TASK STATEMENT :: Return every record exactly as it appears. Leave nothing out.

Referring expression pointing data:

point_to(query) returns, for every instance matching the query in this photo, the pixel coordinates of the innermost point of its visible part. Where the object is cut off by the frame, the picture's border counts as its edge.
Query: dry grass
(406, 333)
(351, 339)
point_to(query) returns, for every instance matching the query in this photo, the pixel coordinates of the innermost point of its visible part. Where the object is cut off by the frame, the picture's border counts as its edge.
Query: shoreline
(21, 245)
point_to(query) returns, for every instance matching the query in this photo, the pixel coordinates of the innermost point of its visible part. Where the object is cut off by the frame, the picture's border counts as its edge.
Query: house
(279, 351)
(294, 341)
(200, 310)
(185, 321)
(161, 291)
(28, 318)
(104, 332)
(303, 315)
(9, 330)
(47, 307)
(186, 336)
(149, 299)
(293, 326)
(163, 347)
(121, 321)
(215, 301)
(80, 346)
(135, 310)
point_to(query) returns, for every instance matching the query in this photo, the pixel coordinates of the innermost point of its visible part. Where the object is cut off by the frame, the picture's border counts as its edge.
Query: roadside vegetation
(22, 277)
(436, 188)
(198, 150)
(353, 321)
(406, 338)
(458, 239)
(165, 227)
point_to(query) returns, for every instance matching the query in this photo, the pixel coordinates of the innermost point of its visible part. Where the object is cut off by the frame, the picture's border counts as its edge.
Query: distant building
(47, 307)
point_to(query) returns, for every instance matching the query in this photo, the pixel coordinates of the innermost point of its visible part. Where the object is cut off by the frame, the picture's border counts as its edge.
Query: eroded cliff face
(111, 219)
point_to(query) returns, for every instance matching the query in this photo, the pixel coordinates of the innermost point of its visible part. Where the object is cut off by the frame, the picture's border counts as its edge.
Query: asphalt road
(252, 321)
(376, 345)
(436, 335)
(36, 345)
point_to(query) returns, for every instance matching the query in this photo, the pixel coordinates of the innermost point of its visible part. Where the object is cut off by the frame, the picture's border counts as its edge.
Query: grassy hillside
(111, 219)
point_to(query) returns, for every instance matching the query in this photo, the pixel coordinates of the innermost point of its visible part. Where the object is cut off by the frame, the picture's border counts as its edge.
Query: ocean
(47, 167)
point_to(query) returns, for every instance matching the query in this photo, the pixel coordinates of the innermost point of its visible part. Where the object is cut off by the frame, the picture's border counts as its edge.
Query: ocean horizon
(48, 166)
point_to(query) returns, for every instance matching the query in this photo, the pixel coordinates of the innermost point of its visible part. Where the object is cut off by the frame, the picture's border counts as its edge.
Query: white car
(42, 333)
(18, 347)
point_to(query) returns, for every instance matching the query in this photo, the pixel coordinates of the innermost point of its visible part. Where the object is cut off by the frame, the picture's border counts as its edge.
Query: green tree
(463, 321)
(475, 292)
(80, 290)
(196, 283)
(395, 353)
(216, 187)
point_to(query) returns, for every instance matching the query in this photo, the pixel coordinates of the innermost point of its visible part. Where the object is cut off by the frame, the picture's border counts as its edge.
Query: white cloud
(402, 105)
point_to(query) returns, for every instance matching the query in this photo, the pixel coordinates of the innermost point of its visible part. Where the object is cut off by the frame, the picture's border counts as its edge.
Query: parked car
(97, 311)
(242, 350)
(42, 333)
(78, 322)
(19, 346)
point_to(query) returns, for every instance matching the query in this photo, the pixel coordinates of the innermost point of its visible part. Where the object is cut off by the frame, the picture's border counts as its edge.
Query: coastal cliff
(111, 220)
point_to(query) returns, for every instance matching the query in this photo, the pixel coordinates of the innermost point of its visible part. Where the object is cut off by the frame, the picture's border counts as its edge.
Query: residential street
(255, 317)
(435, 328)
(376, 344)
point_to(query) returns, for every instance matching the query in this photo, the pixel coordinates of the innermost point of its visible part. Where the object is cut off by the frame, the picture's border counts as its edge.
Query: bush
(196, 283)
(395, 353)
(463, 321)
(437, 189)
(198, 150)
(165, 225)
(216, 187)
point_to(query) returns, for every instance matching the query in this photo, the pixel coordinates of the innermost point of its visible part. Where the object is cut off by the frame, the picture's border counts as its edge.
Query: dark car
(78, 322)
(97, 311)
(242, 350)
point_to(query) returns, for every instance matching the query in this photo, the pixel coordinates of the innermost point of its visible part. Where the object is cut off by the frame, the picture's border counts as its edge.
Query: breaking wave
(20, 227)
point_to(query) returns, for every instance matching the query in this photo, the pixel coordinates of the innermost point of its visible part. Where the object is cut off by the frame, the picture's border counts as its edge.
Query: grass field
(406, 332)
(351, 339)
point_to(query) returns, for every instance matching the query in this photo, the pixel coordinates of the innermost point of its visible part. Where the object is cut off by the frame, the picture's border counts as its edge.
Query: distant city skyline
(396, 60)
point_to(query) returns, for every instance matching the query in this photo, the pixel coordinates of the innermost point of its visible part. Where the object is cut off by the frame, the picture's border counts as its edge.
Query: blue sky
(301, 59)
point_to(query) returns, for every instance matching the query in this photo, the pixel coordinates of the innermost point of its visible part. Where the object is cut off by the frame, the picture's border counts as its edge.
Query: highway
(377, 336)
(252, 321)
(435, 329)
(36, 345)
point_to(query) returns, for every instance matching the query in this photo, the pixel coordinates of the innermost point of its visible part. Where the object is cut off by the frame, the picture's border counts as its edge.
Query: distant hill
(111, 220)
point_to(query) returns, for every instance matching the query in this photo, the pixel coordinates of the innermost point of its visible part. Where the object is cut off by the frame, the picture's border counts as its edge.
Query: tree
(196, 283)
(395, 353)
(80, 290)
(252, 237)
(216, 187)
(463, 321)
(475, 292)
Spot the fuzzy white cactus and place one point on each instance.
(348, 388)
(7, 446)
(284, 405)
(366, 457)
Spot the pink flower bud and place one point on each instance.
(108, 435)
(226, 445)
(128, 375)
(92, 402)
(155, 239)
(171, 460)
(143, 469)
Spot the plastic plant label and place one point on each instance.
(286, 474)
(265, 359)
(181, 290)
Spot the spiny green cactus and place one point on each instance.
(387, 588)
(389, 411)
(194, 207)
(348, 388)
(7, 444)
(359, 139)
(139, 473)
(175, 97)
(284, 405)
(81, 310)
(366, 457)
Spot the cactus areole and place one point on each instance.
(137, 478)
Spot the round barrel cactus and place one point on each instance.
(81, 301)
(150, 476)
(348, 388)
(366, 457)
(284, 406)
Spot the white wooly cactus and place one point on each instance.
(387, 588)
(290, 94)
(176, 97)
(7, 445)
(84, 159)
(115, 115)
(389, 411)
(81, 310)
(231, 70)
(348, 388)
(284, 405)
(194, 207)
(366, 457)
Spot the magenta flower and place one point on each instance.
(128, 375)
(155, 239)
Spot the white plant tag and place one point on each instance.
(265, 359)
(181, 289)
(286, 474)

EXERCISE ANSWER ::
point_to(query) returns, for every instance matching the query in this photo, the pixel coordinates of the innermost point of its visible part. Where the object is cut off by the frame, the picture's border counts as its edge.
Query: dry grass
(406, 333)
(351, 339)
point_to(query) returns, for every instance matching the query in this photo, the pixel coordinates of the innermost point of its visible part. Where the object is cut off by the frame, the picture's border counts as its edge.
Query: shoreline
(21, 245)
point_to(query) returns, for every instance matching the query in this photo, the pixel coordinates of the innermost point of its visible part. Where the object is cut off by the frame, the picture's border counts as its edge.
Query: house
(279, 351)
(294, 341)
(200, 310)
(185, 321)
(161, 291)
(28, 318)
(104, 332)
(303, 315)
(9, 330)
(47, 307)
(186, 336)
(149, 299)
(293, 326)
(163, 347)
(121, 321)
(215, 301)
(80, 346)
(135, 310)
point_to(query) returns, for every instance matching the query in this photo, the pixel coordinates of the innermost point of its visible part. Where the object is cut off by the frame, the picture's border counts as its edge.
Query: roadside vegetation
(22, 277)
(436, 188)
(198, 150)
(353, 321)
(406, 338)
(458, 239)
(165, 227)
point_to(query) returns, for every instance matching the query in this photo, the pixel coordinates of the innermost point of its visible part. Where the object is cut off by the frame, the picture's border counts as its edge.
Query: distant building
(47, 307)
point_to(query) returns, for every instance matching the query in this photo, the pixel coordinates of the innermost point of its visible part. Where the object is cut off by the frame, the picture's border counts as its edge.
Query: eroded cliff face
(111, 219)
point_to(query) returns, for every instance matching the query in this photo, the pixel coordinates of the innermost point of its visible part. Where the object is cut off by the frame, the picture's border counts as its edge.
Query: asphalt road
(252, 321)
(376, 345)
(436, 335)
(36, 345)
point_to(query) returns, for every instance matching the query in this photo, the pixel coordinates of the innermost point of its visible part. Where the object is cut off by the frame, the picture's border counts as its edge.
Query: grassy hillside
(111, 219)
point_to(query) returns, for every instance matching the query in this photo, the pixel coordinates of the innermost point of its visible part. Where the object is cut off by the frame, the picture's border counts as its edge.
Query: ocean
(47, 167)
point_to(query) returns, for every instance matching the query in this photo, the pixel coordinates of the innermost point of its visible part. Where the object is cut off by the frame, the picture's border counts as its edge.
Query: ocean horizon
(48, 166)
point_to(query) returns, for every instance matching the query in this photo, the pixel coordinates of the innermost point of its visible part. Where the object is cut off by the frame, the picture's border counts as its edge.
Query: white car
(42, 333)
(18, 347)
point_to(query) returns, for every instance matching the query in this photo, the pixel coordinates of the innermost point of its visible part. Where the object is cut off by the frame, the picture's border counts as its edge.
Query: green tree
(463, 321)
(475, 292)
(80, 290)
(196, 283)
(395, 353)
(216, 187)
point_to(query) returns, for every instance matching the query in this photo, the pixel coordinates of the innermost point of its visible part. Where the object is cut off by the frame, the picture's border counts as its edge.
Query: white cloud
(402, 105)
point_to(query) returns, for every instance matching the query in this photo, the pixel coordinates of the innermost point of its visible part. Where the object is cut off by the frame, the picture's border counts as its edge.
Query: parked car
(97, 311)
(242, 350)
(42, 333)
(78, 322)
(19, 346)
point_to(query) returns, for every instance matching the query in this photo, the pixel coordinates of the innermost point of its visible part. Where the object is cut off by the frame, the picture's border counts as its edge.
Query: coastal cliff
(111, 220)
point_to(query) returns, for every instance matching the query in this photo, the pixel coordinates of the innermost point of its visible part. Where the object is cut off by the frame, the picture's border counts as its edge.
Query: residential street
(255, 317)
(435, 328)
(376, 344)
point_to(query) returns, for every instance matching the query in this photo, the pixel coordinates of the innermost point of its visible part. Where the object is cut off by the frame, the picture's border counts as its edge.
Query: bush
(196, 283)
(395, 353)
(463, 321)
(437, 189)
(198, 150)
(165, 225)
(216, 187)
point_to(query) returns, for every instance matching the query in this photo, the pixel coordinates of the innermost point of its visible part. Where the object is cut off by the frame, the picture's border counts as its edge.
Query: dark car
(78, 322)
(97, 311)
(242, 350)
point_to(query) returns, for every instance matching the query in this photo, the pixel coordinates of the innermost point of its visible part. Where the object is cut off by the frame, the picture's border counts as its edge.
Query: breaking wave
(20, 227)
point_to(query) returns, for every instance matching the query in this photo, the pixel coordinates of the innermost point of its visible part. Where the object is cut off by the frame, the picture's border counts as its edge.
Query: grass field
(406, 332)
(351, 339)
point_to(query) returns, for every instance matching the query in this photo, the pixel coordinates of the innermost point of its visible part. Where the object is cut off by the frame, the picture's border counts as its edge.
Query: distant city skyline
(396, 60)
point_to(query) returns, for every instance matching the query in this photo, the pixel coordinates of the innermost point of its visible part. Where the object is cut off by the frame, the picture's border counts as its edge.
Query: blue sky
(301, 59)
point_to(query) returns, for every instance matching the query in this photo, the pixel coordinates of the innermost point of its visible part. Where the object is cut off by the frame, the picture's border counts as its edge.
Query: highway
(377, 336)
(252, 321)
(435, 329)
(36, 345)
point_to(query) returns, for every instance matching the query in this photo, the pixel coordinates of the innermost point of its visible part. Where the object is cut off by the frame, the picture's border counts as its edge.
Query: distant hill
(111, 220)
point_to(query) returns, for every instance matching the query in this photo, the pixel coordinates of the innermost point of its visible part. Where the object is cut off by the frame, the picture's border counts as its edge.
Query: tree
(196, 283)
(395, 353)
(80, 290)
(252, 237)
(216, 187)
(463, 321)
(475, 292)
Spot the fuzzy white cactus and place one point on each instance.
(348, 388)
(7, 446)
(284, 405)
(366, 457)
Spot the pink flower bud and place one point on each instance.
(108, 435)
(226, 445)
(128, 375)
(92, 402)
(155, 239)
(171, 460)
(143, 469)
Spot the plastic plant label and place one point on each instance.
(286, 474)
(265, 359)
(181, 290)
Spot the spiny green cactus and place one point on each instance.
(387, 588)
(389, 411)
(194, 207)
(348, 388)
(7, 444)
(359, 139)
(139, 473)
(175, 97)
(284, 405)
(81, 310)
(366, 457)
Spot the cactus areole and place one point on each instance.
(137, 478)
Spot the round barrel cactus and place one point on each instance.
(81, 301)
(150, 476)
(348, 388)
(366, 457)
(284, 406)
Spot the white wooly cactus and place one point on each instance.
(387, 588)
(290, 94)
(176, 97)
(7, 445)
(84, 159)
(115, 115)
(389, 411)
(81, 310)
(231, 70)
(348, 388)
(284, 405)
(194, 207)
(366, 457)
Spot the magenta flower and place one point on each instance.
(128, 375)
(155, 239)
Spot the white plant tag and place one point on each instance.
(265, 359)
(181, 289)
(286, 474)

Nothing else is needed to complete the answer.